<<<<

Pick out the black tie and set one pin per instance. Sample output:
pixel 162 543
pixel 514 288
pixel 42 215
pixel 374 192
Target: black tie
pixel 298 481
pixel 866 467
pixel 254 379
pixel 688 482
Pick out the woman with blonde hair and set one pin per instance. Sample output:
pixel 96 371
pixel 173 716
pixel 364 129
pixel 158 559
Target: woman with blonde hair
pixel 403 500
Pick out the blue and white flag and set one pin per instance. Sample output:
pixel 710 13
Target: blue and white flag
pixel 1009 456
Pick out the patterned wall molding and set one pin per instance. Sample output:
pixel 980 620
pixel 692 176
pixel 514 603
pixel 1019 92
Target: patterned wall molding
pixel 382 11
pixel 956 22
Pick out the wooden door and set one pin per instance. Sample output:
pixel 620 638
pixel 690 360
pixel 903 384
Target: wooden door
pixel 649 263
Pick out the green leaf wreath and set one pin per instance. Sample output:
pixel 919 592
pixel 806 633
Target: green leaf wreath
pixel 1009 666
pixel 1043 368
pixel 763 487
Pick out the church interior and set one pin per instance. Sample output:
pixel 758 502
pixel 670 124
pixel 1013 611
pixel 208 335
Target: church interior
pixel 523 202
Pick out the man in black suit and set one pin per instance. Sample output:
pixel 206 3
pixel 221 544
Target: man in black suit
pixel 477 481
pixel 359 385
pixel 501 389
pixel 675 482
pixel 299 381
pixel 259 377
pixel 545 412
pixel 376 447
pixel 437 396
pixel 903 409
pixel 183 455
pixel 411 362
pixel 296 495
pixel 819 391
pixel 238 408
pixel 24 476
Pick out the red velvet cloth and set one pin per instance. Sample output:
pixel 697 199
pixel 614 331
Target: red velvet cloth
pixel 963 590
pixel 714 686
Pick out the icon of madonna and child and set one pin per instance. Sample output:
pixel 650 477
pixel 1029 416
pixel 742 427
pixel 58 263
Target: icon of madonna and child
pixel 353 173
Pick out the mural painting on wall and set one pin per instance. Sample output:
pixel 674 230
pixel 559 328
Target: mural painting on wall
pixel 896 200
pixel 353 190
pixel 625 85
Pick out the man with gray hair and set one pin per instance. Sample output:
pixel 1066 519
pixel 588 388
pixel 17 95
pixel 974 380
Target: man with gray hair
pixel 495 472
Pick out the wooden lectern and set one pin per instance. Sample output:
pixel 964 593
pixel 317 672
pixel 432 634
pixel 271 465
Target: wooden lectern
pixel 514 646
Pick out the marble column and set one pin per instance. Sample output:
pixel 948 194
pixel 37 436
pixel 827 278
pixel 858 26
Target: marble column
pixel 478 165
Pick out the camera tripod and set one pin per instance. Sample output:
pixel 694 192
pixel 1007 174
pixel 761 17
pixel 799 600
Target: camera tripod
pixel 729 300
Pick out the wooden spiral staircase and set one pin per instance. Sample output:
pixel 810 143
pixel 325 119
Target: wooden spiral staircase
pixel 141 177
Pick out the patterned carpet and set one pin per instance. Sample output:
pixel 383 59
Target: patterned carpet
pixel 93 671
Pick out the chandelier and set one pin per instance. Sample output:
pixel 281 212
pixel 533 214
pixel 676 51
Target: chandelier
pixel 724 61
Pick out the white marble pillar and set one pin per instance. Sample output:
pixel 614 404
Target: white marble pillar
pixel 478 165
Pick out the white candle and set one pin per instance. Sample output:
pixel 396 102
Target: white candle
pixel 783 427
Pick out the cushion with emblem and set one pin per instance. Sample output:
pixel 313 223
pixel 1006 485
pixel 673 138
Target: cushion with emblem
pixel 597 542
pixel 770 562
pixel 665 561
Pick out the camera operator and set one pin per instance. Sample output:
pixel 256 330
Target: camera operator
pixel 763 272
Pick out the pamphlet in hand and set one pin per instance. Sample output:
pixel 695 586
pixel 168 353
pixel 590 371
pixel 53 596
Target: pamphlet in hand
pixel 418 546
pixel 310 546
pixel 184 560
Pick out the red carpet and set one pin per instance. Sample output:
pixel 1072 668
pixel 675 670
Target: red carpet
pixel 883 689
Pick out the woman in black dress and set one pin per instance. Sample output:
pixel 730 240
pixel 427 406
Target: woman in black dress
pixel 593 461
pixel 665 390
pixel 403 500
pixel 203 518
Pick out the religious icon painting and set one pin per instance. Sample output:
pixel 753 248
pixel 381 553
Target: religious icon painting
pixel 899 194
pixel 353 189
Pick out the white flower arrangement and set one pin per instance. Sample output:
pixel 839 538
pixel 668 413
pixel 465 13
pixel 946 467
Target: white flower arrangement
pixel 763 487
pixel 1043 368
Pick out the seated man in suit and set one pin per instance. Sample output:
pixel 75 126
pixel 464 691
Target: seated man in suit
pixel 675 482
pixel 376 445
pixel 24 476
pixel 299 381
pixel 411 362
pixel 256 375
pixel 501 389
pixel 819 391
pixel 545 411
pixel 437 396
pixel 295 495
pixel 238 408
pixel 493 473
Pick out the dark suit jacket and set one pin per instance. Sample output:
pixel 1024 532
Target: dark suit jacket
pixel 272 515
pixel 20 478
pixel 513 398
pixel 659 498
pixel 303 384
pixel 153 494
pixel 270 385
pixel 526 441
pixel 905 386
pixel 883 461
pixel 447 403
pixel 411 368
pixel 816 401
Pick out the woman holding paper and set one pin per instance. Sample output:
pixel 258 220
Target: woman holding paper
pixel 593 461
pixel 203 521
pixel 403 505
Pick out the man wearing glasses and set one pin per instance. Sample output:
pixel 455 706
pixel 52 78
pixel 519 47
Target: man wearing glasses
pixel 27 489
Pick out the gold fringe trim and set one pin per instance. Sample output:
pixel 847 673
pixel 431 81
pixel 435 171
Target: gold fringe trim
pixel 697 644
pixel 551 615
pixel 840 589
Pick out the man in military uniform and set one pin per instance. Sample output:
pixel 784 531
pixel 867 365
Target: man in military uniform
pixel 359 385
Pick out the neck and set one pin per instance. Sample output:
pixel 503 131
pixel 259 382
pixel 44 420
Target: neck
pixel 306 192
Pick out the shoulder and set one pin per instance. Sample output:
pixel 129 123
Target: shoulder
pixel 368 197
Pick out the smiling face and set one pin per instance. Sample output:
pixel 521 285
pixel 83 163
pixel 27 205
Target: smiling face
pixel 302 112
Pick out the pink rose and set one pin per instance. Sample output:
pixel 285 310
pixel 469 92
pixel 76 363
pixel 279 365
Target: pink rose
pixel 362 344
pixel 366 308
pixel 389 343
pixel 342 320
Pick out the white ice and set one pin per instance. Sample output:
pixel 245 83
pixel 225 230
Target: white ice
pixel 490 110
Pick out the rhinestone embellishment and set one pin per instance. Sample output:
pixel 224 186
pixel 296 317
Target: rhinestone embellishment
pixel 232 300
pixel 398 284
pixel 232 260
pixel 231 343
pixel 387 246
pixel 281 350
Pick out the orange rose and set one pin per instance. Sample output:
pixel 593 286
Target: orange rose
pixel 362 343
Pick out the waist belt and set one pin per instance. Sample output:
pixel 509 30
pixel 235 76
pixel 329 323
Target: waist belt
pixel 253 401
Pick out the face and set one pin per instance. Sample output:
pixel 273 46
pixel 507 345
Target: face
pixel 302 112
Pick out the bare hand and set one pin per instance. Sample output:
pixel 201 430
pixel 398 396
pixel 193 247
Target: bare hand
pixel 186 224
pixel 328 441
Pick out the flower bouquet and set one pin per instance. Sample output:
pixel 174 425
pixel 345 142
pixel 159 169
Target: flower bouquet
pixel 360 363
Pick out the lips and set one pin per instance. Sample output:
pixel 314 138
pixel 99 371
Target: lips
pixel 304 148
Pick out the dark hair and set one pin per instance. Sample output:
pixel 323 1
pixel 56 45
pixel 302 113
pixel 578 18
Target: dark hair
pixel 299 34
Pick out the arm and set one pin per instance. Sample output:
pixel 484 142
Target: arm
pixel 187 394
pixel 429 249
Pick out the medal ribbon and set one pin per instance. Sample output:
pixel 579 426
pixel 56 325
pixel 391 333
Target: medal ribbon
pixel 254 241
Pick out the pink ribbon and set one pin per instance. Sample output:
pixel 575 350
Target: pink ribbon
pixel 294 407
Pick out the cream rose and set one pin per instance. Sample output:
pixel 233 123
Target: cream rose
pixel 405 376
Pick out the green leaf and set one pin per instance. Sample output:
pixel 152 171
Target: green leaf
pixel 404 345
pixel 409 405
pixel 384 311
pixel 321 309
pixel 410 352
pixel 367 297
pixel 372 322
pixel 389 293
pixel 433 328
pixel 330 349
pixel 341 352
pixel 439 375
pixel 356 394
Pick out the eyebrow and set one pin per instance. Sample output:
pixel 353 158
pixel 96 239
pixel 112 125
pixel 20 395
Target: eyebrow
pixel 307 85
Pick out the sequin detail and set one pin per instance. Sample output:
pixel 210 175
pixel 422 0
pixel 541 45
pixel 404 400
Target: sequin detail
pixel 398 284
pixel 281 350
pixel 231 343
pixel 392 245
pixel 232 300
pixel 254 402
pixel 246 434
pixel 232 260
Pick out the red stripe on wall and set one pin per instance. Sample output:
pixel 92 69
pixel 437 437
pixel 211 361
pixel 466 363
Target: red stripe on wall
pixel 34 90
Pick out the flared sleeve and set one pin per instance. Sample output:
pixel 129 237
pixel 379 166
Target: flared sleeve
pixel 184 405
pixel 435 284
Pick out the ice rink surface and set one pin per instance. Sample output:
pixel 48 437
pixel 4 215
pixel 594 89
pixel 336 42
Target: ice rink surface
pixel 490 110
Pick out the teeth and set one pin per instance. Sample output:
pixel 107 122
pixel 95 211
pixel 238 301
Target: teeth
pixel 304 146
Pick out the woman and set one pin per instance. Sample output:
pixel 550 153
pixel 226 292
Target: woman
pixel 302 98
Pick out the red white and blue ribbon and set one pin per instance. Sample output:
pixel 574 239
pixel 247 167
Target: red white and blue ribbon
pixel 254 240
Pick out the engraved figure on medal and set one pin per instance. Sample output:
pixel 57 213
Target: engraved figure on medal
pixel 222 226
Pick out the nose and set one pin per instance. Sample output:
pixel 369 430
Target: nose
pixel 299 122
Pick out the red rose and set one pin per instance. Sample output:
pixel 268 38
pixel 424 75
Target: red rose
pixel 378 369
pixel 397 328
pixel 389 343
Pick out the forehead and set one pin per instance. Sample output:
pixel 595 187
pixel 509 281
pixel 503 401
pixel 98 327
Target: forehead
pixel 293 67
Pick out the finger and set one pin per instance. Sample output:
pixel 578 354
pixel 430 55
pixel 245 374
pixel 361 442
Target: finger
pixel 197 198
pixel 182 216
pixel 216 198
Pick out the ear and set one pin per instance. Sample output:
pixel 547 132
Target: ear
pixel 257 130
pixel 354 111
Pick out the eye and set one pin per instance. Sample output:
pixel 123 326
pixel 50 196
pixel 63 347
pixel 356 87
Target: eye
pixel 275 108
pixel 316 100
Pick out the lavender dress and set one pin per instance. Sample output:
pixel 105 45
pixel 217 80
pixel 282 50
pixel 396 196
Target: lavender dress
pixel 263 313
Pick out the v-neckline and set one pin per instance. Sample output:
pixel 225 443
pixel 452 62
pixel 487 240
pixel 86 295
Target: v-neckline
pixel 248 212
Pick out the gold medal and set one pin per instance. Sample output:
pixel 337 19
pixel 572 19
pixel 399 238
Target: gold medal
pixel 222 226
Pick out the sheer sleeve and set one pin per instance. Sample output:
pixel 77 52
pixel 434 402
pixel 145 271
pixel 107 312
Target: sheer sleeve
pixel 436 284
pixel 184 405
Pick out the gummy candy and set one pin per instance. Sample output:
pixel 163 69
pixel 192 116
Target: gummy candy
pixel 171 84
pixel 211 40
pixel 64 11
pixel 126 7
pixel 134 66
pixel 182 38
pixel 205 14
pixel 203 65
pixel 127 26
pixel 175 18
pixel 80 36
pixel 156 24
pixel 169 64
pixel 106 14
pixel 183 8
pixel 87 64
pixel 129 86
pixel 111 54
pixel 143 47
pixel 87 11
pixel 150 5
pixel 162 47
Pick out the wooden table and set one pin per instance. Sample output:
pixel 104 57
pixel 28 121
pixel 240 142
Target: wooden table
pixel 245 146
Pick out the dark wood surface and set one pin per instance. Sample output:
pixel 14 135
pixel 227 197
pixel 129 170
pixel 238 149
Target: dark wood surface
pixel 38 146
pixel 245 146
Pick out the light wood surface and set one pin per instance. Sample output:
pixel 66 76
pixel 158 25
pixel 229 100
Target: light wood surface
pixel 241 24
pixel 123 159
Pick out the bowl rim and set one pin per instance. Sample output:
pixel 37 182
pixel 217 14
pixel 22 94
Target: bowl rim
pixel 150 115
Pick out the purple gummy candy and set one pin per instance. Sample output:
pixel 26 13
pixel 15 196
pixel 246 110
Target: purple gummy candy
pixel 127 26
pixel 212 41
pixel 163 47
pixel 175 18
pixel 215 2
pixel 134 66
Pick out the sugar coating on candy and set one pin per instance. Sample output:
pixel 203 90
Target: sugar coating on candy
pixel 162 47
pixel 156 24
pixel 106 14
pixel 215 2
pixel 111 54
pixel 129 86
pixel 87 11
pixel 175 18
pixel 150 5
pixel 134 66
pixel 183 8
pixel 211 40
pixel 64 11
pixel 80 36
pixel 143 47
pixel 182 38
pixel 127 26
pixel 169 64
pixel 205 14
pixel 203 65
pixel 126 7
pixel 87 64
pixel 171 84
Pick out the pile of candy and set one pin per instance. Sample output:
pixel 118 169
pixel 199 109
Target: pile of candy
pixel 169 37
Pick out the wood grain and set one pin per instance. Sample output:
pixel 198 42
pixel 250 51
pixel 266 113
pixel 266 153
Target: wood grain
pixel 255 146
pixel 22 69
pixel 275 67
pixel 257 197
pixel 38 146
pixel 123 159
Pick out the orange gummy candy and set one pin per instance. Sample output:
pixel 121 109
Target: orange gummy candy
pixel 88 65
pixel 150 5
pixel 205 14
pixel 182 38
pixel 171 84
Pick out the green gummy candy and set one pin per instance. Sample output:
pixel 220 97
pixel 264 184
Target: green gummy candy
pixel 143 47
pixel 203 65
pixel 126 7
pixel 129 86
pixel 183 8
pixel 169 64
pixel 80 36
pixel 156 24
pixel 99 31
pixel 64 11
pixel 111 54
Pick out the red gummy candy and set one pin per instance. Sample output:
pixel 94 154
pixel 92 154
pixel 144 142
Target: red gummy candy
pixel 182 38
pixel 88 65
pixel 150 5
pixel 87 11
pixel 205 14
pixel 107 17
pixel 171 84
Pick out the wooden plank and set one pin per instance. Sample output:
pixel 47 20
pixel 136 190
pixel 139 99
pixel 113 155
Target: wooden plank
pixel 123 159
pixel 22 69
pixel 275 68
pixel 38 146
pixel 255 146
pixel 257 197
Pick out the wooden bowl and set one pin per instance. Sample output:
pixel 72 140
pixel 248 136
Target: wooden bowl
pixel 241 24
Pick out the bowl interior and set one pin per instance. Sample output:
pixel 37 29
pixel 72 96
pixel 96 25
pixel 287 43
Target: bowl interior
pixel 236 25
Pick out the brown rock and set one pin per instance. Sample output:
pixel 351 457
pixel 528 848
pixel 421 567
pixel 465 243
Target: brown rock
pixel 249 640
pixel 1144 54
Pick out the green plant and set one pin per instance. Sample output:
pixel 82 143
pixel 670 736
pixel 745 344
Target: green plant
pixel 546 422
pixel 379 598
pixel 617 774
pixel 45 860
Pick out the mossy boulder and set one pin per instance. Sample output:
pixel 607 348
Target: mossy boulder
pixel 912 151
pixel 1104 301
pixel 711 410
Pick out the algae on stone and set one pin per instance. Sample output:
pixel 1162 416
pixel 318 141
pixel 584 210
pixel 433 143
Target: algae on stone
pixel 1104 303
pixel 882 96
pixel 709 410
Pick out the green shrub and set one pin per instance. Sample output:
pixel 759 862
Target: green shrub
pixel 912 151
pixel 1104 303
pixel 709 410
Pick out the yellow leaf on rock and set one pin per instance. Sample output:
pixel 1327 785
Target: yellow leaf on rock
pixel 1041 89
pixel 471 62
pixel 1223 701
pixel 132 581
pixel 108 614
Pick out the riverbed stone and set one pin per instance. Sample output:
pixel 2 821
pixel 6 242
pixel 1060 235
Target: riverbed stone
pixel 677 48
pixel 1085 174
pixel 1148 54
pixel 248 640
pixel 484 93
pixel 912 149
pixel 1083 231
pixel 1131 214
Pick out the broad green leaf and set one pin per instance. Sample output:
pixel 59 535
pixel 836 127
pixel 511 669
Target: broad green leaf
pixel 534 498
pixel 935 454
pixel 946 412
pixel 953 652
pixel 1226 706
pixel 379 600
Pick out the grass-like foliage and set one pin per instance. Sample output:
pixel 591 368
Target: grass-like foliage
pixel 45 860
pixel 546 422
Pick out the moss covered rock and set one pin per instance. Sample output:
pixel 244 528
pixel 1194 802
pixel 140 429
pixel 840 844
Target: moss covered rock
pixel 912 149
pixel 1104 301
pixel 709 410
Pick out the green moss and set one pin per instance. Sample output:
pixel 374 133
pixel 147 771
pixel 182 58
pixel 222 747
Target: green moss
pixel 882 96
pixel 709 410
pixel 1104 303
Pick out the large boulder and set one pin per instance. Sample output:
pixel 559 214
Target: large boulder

>>>>

▶ _Directions for this task_: Copy the lines above verbatim, starting with the line that contains "Pick out the pile" and ending after the line that contains "pixel 236 25".

▶ _Task output_:
Pick out the pile of candy and set one pin per instance. Sample output:
pixel 118 169
pixel 199 109
Target: pile of candy
pixel 169 37
Pick out the wood grain and set one pin per instance. Sample output:
pixel 198 42
pixel 250 51
pixel 266 113
pixel 266 153
Target: wood grain
pixel 255 146
pixel 22 69
pixel 275 67
pixel 257 197
pixel 38 146
pixel 123 159
Pick out the orange gummy candy and set one pin per instance. Sample output:
pixel 121 109
Target: orange gummy candy
pixel 88 65
pixel 150 5
pixel 205 14
pixel 182 38
pixel 171 84
Pick out the green gummy candy and set one pin per instance. Sample output:
pixel 220 97
pixel 264 184
Target: green gummy candy
pixel 143 47
pixel 203 65
pixel 126 7
pixel 129 86
pixel 183 8
pixel 169 64
pixel 80 36
pixel 156 24
pixel 99 31
pixel 64 11
pixel 111 54
Pick out the red gummy candy and set one pin per instance. Sample output:
pixel 94 154
pixel 92 154
pixel 144 142
Target: red gummy candy
pixel 182 38
pixel 88 65
pixel 150 5
pixel 87 11
pixel 205 14
pixel 107 17
pixel 171 84
Pick out the wooden plank and set one pin per instance. Sample output:
pixel 47 20
pixel 136 190
pixel 139 99
pixel 113 155
Target: wooden plank
pixel 123 159
pixel 22 69
pixel 275 68
pixel 38 146
pixel 255 146
pixel 257 197
Pick out the wooden bowl and set one pin per instance. Sample output:
pixel 72 140
pixel 248 136
Target: wooden bowl
pixel 241 24
Pick out the bowl interior and set one pin per instance. Sample output:
pixel 37 29
pixel 72 96
pixel 96 25
pixel 287 43
Target: bowl interior
pixel 236 25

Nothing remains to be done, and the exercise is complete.